§ **Aufgabenstellung**
Wie werden Phoneme im Dokumenttext zur Sprachsynthese erklärt?

Die Technologie – Text To Speech (TTS)
Unser Experiment wurde mit einem sogenannten “Text-to-Speech (TTS) System” durchgeführt. Dabei wird geschriebener Text in gesprochene Sprache umgewandelt. Dahinter steht eine Technologie, die man Deep Learning nennt und das als Teilgebiet des maschinellen Lernens gilt.

Bei der Sprachsynthese beginnt mit zunächst mit der Analyse des Eingabetextes. Wörter werden in Phoneme zerlegt, das sind kleinste sprachliche Einheiten, die einen Unterschied in der Bedeutung ausmachen können. Ein wichtiger Aspekt bei der Erzeugung synthetischer Stimmen ist die Einbeziehung von Emotionalität und Persönlichkeit, um die Sprache natürlicher und menschenähnlicher zu gestalten. Hierfür werden Techniken eingesetzt, die es den Modellen ermöglichen, den Kontext und die Stimmung eines Textes zu verstehen und ihre Aussprache entsprechend anzupassen.
In den letzten Jahren haben KI-Modelle wie Googles Tacotron und WaveNet die Qualität der synthetischen Stimmen erheblich verbessert. Diese nutzen komplexe neuronale Netzwerke, um menschliche Sprache zu analysieren und zu lernen, wie sie erzeugt wird. Diese Modelle können dann neue Sprache erzeugen, die in Klangqualität, Intonation und Rhythmus der menschlichen Sprache sehr nahe kommt.

§ **Zeilen**
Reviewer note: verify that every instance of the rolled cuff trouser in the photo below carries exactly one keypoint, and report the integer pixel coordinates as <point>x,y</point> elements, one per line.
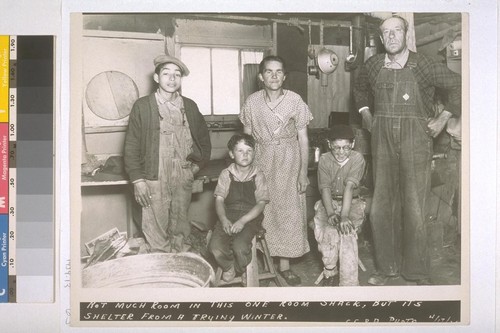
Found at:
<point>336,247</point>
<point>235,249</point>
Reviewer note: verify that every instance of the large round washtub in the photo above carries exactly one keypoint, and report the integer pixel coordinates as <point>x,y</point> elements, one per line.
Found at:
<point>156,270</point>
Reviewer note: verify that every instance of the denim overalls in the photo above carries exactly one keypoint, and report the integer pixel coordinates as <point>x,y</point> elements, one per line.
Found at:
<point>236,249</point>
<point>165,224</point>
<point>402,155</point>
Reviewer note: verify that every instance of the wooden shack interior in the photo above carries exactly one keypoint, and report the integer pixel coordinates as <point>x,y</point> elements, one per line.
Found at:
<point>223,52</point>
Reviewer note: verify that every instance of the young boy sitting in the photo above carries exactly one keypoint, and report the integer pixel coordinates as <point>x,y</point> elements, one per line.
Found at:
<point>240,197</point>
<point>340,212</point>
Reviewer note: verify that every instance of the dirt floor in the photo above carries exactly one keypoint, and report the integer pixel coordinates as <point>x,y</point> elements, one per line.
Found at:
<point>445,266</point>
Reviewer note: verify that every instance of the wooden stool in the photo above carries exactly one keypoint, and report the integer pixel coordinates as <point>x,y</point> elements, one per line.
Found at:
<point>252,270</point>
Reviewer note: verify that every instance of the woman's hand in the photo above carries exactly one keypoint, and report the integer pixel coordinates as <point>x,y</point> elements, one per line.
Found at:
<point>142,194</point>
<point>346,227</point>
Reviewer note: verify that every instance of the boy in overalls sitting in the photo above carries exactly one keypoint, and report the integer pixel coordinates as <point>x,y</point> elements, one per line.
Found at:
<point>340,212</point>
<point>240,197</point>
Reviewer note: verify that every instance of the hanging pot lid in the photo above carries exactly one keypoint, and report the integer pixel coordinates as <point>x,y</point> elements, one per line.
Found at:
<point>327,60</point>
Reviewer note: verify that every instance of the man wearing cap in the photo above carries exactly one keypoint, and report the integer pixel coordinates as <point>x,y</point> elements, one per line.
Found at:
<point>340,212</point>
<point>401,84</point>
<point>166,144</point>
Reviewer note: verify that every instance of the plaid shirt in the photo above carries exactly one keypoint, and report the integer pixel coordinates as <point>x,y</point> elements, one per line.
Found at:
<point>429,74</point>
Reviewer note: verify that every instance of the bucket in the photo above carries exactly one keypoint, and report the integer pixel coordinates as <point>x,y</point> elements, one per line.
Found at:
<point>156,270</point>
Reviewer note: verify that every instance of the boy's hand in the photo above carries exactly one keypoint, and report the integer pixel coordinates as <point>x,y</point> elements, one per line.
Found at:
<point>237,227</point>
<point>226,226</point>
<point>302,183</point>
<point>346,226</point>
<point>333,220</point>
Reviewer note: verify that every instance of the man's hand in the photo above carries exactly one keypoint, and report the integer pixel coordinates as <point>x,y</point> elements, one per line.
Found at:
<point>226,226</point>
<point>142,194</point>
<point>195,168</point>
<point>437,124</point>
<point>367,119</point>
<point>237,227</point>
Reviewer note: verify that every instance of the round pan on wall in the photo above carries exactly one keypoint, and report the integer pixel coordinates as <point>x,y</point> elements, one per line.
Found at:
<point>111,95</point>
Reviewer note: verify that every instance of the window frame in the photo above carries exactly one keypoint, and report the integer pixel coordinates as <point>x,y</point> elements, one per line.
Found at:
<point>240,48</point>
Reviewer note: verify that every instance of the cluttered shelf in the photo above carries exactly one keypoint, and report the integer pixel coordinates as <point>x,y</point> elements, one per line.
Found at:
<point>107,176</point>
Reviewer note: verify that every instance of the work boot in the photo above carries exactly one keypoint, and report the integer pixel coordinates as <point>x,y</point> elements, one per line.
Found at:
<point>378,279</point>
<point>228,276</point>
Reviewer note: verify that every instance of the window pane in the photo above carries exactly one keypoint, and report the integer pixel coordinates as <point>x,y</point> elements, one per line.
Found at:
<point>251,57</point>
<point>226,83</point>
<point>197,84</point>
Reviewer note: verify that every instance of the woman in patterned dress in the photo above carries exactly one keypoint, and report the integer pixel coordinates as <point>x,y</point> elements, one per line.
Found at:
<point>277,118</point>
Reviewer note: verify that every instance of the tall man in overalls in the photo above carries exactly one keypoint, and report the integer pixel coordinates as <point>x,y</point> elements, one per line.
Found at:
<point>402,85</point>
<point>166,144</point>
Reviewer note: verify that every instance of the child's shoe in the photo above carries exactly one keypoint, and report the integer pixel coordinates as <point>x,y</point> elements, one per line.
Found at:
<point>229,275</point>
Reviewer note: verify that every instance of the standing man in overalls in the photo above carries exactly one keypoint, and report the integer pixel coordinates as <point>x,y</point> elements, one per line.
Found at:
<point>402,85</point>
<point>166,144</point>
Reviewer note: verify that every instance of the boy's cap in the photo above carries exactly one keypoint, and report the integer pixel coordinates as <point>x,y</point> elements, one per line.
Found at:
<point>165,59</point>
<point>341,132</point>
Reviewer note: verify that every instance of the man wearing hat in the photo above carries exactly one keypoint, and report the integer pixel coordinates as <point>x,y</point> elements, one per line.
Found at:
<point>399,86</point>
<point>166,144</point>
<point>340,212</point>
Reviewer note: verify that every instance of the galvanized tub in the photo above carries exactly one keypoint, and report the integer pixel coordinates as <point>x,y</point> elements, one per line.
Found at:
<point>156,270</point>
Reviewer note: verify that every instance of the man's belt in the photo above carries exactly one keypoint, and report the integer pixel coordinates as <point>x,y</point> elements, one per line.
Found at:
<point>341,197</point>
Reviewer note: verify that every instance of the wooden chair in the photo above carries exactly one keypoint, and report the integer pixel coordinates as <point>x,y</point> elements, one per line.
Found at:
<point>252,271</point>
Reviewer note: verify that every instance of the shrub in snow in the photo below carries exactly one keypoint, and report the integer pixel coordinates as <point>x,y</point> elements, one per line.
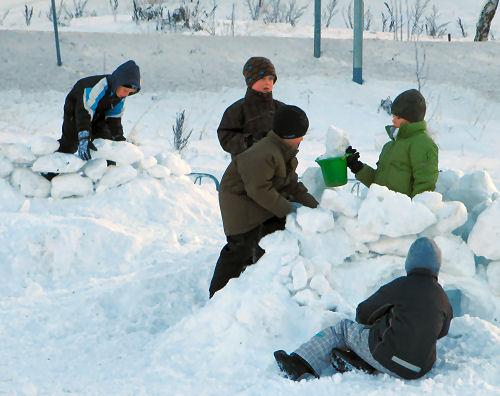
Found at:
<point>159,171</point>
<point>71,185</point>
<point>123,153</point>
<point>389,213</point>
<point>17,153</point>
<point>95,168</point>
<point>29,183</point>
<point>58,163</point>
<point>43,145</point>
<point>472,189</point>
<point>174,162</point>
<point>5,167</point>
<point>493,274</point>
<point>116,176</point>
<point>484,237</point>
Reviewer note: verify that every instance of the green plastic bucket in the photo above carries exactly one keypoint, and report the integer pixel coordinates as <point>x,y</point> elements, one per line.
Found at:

--

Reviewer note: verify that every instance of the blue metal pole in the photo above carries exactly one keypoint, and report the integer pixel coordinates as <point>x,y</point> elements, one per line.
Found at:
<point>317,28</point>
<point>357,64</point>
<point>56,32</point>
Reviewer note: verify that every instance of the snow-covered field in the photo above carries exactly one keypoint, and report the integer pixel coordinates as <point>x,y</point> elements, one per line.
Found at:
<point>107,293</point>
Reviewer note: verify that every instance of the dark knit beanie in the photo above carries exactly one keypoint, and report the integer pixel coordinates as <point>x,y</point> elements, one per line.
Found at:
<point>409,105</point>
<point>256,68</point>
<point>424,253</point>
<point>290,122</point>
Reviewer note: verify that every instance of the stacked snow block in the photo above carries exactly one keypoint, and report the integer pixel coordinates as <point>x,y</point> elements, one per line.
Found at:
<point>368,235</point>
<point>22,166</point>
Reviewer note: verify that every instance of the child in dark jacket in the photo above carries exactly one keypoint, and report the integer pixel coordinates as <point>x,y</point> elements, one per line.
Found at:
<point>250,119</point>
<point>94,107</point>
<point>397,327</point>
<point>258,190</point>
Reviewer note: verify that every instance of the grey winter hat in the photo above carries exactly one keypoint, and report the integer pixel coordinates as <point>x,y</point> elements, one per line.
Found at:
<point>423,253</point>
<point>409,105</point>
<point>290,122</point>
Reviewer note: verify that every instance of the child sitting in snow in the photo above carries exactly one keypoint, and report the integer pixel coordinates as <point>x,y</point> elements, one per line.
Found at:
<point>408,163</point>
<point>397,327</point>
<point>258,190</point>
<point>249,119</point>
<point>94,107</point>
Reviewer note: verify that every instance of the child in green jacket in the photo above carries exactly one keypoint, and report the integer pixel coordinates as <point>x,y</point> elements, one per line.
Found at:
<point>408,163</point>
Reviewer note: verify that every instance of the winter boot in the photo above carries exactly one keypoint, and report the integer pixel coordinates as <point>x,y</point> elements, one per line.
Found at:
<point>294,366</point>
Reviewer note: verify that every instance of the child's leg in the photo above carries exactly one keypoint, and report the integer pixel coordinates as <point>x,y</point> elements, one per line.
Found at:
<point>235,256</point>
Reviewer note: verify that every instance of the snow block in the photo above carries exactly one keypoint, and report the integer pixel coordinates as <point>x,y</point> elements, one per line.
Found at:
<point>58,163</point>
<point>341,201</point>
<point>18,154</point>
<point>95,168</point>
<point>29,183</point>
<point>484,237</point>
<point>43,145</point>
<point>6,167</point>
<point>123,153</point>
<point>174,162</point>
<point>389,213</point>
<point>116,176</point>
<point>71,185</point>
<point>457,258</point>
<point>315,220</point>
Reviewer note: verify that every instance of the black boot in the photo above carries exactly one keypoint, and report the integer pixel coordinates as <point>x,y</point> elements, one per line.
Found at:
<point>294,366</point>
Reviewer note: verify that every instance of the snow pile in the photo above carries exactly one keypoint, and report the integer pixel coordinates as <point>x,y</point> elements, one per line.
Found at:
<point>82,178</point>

---

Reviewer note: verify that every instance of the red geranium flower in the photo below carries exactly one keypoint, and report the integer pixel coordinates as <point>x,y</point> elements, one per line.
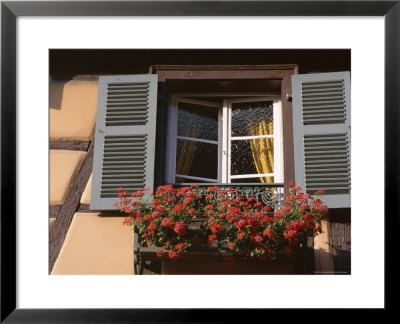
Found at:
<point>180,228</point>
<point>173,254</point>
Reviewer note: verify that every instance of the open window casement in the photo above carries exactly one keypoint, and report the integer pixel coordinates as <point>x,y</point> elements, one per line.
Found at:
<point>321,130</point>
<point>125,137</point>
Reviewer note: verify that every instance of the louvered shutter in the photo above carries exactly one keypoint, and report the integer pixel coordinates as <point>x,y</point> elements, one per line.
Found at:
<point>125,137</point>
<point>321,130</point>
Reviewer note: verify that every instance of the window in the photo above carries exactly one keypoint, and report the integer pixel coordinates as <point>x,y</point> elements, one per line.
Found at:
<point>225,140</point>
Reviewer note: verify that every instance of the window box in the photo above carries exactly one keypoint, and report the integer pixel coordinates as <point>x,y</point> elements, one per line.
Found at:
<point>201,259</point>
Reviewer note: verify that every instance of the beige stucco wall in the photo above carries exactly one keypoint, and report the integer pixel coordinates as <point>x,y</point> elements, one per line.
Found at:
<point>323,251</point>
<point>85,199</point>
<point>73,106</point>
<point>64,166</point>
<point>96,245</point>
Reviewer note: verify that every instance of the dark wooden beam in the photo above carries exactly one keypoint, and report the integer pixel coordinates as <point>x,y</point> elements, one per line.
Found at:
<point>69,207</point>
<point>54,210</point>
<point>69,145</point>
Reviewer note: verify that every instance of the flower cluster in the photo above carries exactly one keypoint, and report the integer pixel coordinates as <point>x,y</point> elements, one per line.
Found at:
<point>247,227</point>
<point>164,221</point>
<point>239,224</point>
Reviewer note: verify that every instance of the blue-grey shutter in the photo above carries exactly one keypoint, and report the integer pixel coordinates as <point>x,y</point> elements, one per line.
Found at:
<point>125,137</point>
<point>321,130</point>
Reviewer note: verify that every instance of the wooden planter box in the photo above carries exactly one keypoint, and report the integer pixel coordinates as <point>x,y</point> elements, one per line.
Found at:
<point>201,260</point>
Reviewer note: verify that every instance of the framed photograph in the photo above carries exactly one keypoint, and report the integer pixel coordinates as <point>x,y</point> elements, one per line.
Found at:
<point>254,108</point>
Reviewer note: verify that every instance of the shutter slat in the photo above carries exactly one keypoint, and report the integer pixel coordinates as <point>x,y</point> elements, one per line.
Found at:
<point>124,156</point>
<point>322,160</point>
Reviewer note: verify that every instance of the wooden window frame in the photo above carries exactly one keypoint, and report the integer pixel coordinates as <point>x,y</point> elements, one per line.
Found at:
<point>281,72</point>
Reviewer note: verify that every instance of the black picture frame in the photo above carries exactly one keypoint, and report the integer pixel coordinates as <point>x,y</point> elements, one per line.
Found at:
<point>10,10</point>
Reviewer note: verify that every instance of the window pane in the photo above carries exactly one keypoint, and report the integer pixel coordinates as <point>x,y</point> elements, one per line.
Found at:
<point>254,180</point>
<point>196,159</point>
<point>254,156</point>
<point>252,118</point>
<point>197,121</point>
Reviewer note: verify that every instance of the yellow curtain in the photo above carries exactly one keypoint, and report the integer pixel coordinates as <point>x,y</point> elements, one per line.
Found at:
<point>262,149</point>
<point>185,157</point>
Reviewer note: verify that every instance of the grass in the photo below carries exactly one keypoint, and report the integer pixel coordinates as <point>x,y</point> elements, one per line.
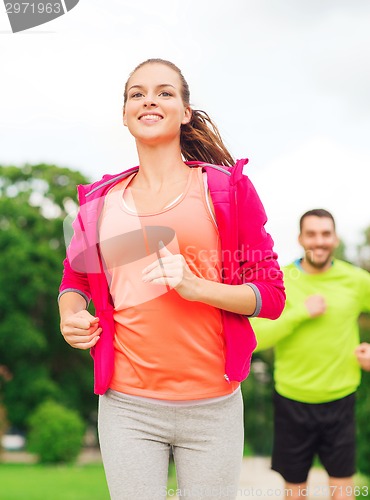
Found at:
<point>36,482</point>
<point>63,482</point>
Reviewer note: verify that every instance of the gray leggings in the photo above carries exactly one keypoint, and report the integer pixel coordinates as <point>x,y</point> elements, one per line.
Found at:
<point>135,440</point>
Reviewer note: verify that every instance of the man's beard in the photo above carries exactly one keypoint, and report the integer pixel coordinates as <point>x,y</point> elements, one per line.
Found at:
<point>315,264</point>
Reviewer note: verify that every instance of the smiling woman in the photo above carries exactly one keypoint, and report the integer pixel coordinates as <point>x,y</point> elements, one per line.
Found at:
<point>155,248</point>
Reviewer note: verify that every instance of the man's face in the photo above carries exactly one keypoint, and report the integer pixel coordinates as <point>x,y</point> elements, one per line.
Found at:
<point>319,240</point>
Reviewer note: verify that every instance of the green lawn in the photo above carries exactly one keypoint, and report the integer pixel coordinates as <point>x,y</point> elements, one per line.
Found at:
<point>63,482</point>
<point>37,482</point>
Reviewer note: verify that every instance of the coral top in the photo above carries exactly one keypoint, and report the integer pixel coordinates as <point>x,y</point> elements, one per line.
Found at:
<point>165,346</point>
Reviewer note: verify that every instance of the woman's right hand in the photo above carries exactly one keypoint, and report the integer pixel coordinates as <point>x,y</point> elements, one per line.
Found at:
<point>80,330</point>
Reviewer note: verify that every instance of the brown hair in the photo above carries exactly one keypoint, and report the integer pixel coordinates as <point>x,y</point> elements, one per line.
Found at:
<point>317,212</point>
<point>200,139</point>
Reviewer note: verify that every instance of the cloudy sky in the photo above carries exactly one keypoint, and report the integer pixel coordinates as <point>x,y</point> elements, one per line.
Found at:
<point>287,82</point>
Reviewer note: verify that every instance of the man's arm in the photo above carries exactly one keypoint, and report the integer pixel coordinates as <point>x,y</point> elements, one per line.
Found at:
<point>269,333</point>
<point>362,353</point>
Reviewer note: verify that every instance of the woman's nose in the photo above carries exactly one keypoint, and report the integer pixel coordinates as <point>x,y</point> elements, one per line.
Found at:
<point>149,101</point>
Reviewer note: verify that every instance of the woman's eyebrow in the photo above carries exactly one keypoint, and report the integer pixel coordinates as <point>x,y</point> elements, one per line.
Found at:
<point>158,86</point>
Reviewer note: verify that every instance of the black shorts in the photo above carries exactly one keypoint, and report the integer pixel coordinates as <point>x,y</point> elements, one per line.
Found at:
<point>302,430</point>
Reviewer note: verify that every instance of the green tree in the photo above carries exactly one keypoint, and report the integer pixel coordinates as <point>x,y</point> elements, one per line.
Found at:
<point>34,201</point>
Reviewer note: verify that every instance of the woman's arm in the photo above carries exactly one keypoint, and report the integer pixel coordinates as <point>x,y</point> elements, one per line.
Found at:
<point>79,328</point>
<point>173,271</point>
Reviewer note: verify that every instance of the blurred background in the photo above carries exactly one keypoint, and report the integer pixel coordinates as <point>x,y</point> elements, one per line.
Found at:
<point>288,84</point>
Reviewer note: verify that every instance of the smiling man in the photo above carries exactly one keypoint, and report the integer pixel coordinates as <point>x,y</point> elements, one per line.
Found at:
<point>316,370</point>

§ **Ergebnis**
Als kleinste sprachliche Einheiten, die einen Unterschied in der Bedeutung ausmachen können.